● GOAL OF THE EXERCISE
For each entry, output its words exactly and leave any picture behind.

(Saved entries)
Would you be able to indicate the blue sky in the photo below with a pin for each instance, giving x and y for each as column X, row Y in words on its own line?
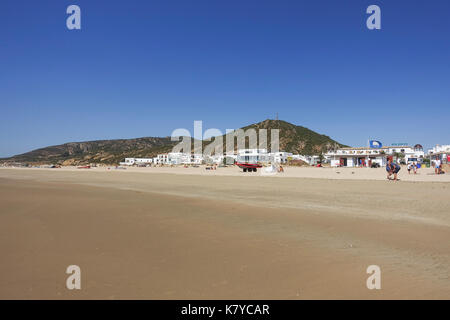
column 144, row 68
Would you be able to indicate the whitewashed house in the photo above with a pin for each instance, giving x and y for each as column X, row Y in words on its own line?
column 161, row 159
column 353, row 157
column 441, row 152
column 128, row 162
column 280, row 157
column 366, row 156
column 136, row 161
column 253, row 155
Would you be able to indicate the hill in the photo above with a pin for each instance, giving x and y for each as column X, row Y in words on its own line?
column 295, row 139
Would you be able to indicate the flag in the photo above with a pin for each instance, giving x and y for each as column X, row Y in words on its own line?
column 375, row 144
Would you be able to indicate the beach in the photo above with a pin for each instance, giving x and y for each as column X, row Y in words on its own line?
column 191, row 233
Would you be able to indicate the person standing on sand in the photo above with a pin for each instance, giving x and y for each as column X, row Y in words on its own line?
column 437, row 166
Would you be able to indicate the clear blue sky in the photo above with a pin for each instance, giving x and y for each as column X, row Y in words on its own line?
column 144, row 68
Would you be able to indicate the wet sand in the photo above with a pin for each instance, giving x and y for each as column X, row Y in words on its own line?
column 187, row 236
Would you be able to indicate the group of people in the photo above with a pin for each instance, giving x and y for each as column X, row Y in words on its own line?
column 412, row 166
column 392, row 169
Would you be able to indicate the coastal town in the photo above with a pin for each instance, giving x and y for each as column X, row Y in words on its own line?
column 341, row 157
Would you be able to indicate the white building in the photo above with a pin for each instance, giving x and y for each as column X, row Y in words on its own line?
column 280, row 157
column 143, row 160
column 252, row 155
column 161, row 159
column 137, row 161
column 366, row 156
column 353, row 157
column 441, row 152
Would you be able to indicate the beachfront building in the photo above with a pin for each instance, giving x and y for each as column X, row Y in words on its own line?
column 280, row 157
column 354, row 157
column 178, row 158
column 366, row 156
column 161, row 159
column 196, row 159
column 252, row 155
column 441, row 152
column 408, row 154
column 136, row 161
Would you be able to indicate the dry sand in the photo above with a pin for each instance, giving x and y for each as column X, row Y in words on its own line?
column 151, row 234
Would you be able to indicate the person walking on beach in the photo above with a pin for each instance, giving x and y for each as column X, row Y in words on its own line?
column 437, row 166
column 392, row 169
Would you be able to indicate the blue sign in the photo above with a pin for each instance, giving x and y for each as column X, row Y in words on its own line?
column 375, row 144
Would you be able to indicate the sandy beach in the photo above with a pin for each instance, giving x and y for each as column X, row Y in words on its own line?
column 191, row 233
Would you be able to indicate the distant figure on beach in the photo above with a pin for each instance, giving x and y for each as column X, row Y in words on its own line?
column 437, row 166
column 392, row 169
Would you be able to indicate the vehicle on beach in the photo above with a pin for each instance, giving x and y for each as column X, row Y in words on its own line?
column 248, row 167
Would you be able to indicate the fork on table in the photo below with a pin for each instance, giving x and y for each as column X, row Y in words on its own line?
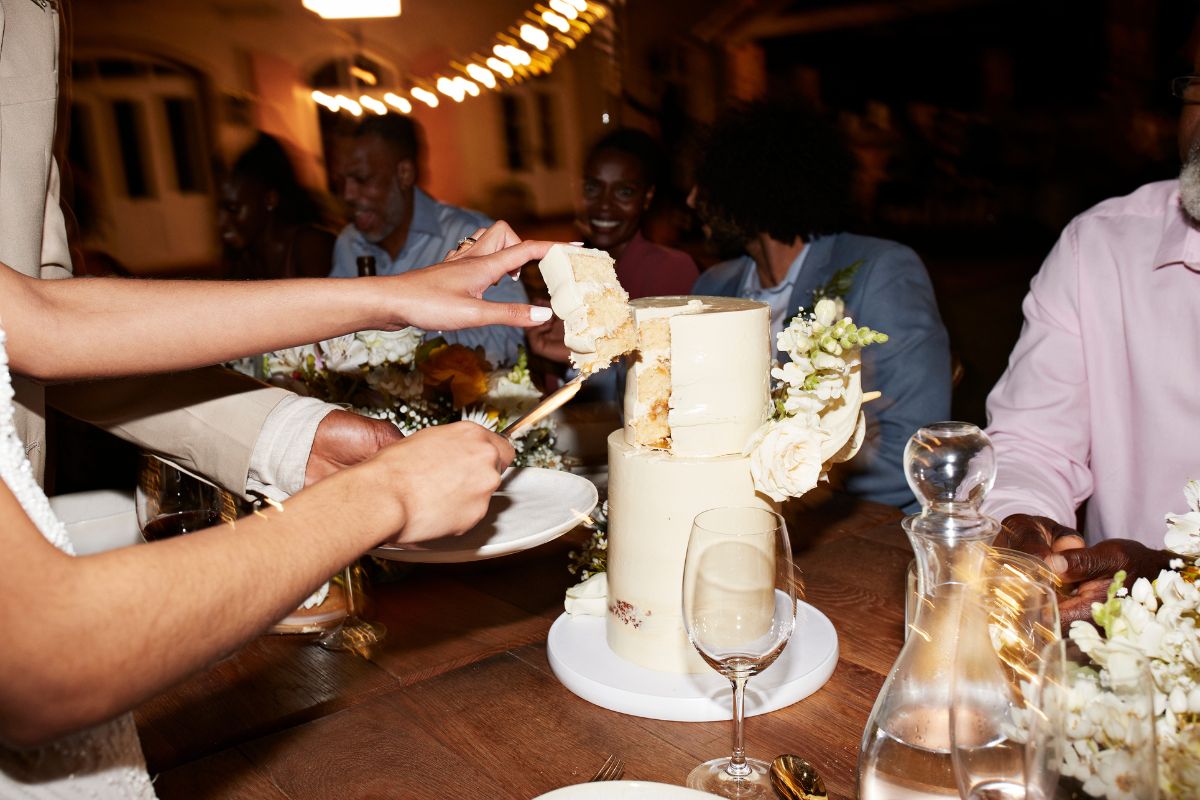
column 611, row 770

● RESULT BELOW
Would you be able to indicate the blue sky in the photo below with a pin for each instance, giving x and y for each as column X, row Y in words on its own line?
column 144, row 68
Would you be able to indicate the whitewashed house in the photo above with a pin for each instance, giving x and y for each as column X, row Y in words on its own line?
column 161, row 159
column 353, row 157
column 441, row 152
column 128, row 162
column 280, row 157
column 366, row 156
column 136, row 161
column 253, row 155
Would you be able to indicate the hill in the photo above with a pin for each instance, giving x and y for each as column X, row Y in words on its own line?
column 295, row 139
Would you be able to indicate the flag in the photo above with a pin for each instance, giving x and y for each as column X, row Y in words on its own line?
column 375, row 144
Would you be able to indicate the beach in the photo above with a pin for each instance, giving x and y for each as column X, row Y in words on its own line?
column 191, row 233
Would you be able to indicate the person standing on sand in the photo above with a pin for each instance, giving x and y for each as column X, row Y in words on its own line?
column 437, row 166
Would you be able to indicate the clear blue sky in the photo above with a pin for each instance, giving x and y for each as column X, row Y in words on its own line?
column 144, row 68
Would you be able to indicate the wet sand in the photo above with a pin for each instance, giving x and y for each as column X, row Y in words on its own line?
column 187, row 236
Would you be able to indicate the group of people in the photo above with a pin for each instance, giving x and y for each as column X, row Y in words on its own line?
column 412, row 166
column 392, row 169
Would you be able to indicate the coastal town in the photo above with a pin for each instance, giving x and y for each as column X, row Y in words on its own line?
column 341, row 157
Would you be able to indicate the white building in the photo above with a pin for each instance, giving x and y for each as column X, row Y in words on its own line?
column 280, row 157
column 143, row 160
column 252, row 155
column 161, row 159
column 137, row 161
column 366, row 156
column 353, row 157
column 441, row 152
Would you be able to indicate the beachfront building in the photo above with a pin for each instance, giving x and y for each as column X, row Y in words on its own line?
column 280, row 157
column 354, row 157
column 178, row 158
column 366, row 156
column 161, row 159
column 196, row 159
column 252, row 155
column 441, row 152
column 408, row 154
column 136, row 161
Would you be able to indicate the dry sand in the photo above with a pin for each instance, giving x and y for each as column X, row Y in words on its own line?
column 151, row 234
Would you be able to indicate the person walking on beach in the photo above with a pin for each instance, giving x and y for each as column X, row Y in words on its own line?
column 437, row 166
column 392, row 169
Would you be able to indicate the blue sign in the photo above with a pin for each instance, giving x and y for each as column X, row Y in words on its own line?
column 375, row 144
Would you be able to indicate the sandy beach in the photo above with a pin for each instance, giving x and y for each as column X, row Y in words on its own line?
column 191, row 233
Would you be able to indicate the distant figure on beach in the photo above with a pin for each instance, giving x and y for each as column X, row Y in words on its own line?
column 437, row 166
column 392, row 169
Would you be able to indicate the vehicle on beach in the photo above with a pin for each instance, giving x and y for each as column X, row Y in words on its own line?
column 248, row 167
Would you be able to indicate the fork on table in the photo below with a pin for each instance, giving x and y for each as column X, row Y in words on its own line?
column 611, row 770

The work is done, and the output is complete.